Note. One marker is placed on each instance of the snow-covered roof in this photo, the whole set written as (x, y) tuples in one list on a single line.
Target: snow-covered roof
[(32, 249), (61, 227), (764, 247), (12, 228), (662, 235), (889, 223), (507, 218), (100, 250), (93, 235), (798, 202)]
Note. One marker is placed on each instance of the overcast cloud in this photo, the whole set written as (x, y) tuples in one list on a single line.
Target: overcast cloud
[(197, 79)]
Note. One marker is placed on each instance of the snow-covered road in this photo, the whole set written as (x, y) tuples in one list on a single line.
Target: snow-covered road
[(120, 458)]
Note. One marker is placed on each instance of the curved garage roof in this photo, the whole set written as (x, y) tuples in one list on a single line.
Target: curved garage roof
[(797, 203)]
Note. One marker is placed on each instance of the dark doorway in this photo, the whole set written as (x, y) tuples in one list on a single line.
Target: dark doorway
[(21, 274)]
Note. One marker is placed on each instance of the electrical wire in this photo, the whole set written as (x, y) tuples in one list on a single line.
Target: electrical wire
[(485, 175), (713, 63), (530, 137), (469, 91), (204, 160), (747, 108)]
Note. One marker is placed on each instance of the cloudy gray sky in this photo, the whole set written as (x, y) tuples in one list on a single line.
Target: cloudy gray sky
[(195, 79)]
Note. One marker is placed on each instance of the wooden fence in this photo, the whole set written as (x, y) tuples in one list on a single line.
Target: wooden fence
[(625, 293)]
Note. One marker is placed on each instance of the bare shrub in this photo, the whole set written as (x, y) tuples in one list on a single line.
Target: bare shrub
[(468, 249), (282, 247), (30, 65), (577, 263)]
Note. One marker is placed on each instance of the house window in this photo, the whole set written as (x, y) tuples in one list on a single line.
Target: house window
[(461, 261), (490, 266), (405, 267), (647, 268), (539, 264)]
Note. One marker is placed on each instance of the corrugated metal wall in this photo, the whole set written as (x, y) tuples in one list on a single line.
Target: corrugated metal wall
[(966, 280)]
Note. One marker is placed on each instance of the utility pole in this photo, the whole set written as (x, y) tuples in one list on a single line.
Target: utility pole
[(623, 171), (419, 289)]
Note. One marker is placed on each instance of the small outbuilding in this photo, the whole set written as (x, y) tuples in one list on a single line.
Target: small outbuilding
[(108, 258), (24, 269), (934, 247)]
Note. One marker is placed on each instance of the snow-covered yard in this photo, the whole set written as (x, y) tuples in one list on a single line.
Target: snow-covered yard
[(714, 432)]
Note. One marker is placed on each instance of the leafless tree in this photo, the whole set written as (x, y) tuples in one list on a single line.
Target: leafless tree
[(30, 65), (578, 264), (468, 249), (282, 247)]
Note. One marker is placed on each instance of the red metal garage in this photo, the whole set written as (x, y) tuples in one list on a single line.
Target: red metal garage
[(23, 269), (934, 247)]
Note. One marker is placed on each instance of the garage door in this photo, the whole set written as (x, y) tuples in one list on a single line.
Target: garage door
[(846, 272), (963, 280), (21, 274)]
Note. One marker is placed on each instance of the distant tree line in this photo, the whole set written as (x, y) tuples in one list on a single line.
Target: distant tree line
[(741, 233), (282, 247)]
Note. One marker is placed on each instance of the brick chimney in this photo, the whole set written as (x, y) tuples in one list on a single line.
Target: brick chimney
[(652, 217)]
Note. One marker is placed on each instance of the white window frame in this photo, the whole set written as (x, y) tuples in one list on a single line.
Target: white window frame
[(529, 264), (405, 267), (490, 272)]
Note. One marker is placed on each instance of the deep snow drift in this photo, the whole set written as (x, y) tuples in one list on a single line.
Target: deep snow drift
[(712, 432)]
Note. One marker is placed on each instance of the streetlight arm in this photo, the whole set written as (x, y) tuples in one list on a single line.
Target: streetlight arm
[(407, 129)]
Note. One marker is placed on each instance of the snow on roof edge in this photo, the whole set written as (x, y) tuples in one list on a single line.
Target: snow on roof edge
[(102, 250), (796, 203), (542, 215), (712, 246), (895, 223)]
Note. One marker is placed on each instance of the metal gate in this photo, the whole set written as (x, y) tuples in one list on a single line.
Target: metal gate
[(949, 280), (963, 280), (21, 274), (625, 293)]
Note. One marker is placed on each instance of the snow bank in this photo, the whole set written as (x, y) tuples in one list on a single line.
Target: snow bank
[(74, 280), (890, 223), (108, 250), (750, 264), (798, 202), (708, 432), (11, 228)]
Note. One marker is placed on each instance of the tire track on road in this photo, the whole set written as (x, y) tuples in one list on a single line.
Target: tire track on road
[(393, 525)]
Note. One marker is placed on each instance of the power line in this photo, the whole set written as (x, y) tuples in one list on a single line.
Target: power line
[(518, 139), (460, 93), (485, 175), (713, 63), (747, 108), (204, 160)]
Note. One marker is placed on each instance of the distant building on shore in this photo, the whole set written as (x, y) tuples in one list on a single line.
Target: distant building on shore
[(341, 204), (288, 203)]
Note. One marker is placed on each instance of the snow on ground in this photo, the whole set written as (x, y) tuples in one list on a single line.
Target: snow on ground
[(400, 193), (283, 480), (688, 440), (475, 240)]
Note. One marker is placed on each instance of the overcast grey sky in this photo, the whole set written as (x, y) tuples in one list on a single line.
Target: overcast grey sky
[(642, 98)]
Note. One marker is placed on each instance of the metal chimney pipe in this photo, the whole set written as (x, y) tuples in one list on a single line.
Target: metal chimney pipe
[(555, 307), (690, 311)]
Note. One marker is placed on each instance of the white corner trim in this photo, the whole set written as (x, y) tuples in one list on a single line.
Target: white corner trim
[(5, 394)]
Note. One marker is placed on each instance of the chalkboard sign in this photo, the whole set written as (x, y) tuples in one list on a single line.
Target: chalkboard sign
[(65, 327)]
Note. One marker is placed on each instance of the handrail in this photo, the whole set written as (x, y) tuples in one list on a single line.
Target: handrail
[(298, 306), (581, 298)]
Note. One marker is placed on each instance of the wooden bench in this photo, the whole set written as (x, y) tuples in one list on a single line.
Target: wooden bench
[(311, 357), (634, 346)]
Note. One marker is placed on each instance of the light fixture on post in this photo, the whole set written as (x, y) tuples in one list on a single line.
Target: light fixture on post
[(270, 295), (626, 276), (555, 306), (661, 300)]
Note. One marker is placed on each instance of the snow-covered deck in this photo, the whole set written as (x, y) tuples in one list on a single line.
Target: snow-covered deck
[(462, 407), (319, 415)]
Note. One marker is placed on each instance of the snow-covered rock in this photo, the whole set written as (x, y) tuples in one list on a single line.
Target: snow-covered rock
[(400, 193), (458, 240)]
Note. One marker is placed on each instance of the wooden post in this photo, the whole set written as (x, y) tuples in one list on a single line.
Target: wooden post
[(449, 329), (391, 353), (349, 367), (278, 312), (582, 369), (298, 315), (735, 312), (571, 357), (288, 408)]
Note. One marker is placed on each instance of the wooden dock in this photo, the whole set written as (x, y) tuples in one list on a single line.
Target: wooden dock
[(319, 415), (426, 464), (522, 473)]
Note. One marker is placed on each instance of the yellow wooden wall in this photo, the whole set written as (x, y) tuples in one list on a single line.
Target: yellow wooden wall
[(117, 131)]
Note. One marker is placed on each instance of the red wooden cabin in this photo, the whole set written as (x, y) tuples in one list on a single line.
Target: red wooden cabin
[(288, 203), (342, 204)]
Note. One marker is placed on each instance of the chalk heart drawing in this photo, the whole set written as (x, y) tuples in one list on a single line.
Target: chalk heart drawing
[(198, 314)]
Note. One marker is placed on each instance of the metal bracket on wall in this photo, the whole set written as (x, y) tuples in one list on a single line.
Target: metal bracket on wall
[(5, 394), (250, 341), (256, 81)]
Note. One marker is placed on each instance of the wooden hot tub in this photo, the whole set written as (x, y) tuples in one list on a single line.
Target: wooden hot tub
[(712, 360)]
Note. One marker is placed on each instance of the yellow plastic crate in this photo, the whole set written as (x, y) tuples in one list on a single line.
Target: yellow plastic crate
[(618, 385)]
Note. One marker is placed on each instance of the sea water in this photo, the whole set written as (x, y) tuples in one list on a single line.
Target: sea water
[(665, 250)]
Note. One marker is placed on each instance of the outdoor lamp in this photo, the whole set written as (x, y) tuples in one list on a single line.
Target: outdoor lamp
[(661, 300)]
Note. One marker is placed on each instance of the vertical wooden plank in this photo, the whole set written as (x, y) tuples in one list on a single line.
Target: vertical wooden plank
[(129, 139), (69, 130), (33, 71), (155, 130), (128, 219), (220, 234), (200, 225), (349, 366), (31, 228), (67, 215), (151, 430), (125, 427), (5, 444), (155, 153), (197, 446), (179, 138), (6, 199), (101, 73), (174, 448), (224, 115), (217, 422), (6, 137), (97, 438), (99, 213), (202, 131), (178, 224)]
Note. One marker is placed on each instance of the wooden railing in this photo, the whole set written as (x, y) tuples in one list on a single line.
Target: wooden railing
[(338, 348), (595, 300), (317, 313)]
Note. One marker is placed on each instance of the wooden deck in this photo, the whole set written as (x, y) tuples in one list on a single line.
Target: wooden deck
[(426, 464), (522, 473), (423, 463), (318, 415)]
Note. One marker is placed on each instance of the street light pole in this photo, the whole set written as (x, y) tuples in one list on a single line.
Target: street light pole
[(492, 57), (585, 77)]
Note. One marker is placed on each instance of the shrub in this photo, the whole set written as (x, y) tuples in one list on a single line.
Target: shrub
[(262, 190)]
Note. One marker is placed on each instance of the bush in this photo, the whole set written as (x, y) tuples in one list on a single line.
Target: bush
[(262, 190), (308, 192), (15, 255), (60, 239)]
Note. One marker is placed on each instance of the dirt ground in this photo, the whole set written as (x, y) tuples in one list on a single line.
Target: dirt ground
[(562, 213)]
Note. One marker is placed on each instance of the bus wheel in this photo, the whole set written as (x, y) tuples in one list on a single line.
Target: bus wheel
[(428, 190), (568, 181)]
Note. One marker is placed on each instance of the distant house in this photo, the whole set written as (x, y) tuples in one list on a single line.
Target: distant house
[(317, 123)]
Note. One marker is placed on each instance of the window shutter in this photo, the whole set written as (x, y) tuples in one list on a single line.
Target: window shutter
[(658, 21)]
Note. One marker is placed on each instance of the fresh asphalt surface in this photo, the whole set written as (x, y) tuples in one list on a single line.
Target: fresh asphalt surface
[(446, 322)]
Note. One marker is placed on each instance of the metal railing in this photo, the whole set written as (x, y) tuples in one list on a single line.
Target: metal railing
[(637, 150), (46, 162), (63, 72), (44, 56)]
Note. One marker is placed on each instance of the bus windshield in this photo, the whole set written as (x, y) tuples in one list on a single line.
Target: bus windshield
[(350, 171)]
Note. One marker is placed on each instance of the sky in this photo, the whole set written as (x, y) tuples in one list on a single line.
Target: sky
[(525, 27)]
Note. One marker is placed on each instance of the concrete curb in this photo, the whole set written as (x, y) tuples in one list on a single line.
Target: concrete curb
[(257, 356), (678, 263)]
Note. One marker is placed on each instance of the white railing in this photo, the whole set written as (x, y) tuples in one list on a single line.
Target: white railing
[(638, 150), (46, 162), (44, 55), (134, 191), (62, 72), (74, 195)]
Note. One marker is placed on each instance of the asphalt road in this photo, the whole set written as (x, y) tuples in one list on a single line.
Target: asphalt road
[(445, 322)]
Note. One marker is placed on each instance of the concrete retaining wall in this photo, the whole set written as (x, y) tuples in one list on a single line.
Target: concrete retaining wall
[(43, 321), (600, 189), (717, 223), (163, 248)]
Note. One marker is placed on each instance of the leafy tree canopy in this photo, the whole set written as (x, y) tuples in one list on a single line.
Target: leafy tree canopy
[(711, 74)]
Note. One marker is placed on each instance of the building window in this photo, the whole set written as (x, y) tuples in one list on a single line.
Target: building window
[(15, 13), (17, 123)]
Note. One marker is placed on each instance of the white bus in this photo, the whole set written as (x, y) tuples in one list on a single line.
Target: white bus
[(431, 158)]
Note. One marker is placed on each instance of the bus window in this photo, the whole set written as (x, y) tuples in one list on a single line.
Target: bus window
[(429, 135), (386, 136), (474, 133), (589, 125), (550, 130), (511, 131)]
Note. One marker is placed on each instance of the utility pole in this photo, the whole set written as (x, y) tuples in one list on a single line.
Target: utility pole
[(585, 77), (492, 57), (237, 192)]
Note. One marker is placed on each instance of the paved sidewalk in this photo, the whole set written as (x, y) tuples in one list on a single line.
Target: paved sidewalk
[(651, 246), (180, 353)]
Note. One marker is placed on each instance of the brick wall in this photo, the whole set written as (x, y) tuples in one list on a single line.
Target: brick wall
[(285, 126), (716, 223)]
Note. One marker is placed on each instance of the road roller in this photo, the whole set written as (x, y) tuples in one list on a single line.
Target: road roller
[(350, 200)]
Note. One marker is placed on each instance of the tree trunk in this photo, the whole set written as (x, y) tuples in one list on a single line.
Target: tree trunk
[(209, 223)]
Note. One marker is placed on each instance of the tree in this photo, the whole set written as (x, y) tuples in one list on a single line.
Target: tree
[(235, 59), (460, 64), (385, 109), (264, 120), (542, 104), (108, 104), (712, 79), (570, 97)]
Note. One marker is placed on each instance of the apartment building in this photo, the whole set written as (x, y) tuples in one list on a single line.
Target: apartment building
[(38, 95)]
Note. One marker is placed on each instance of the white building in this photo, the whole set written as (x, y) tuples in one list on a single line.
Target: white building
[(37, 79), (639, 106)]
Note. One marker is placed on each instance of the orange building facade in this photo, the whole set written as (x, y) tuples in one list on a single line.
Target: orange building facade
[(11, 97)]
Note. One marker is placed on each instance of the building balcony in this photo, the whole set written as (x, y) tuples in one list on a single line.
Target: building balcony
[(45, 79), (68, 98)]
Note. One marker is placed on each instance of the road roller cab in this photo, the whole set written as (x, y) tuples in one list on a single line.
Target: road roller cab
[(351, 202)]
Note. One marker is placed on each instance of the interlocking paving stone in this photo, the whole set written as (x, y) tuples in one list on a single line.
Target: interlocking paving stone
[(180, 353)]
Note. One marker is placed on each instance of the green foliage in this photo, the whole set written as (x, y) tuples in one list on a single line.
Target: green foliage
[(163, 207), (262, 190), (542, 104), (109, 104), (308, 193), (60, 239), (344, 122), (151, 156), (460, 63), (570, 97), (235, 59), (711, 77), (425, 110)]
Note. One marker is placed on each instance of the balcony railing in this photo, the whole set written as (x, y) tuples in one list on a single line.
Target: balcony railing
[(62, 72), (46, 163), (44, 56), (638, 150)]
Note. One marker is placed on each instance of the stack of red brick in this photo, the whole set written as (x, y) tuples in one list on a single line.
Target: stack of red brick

- _GOAL OF THE EXERCISE_:
Give back exactly the lines from the line holding "roller cab in" through the last line of the listing, including both.

- _ANSWER TO THIS PROBLEM_:
Note. One marker is placed on each instance of the road roller cab in this photo, the whole set written as (x, y) tuples in one list on a single line.
Target: road roller cab
[(351, 202)]
Note. One marker is placed on each instance of the interlocking paving stone in this photo, the whole set written as (x, y) tuples in one list on a single line.
Target: interlocking paving stone
[(180, 353)]
Note. One marker is placed on each instance of the green foliage in this photo, the whole set written as (x, y) tuples in one list on a single line.
Target: green foliage
[(163, 207), (262, 190), (542, 104), (109, 104), (308, 193), (60, 239), (344, 122), (151, 156), (460, 63), (570, 97), (235, 59), (711, 77), (425, 110)]
Note. One marker is placed on each instance of the balcony railing in this photo, the whole set written as (x, y) tuples in one list on a single line.
Target: balcony railing
[(62, 72), (46, 163), (44, 56), (638, 150)]
Note. One marker is placed on each instance of the stack of red brick in this photo, the whole set written as (x, y) tuples in one list on a single line.
Target: stack of red brick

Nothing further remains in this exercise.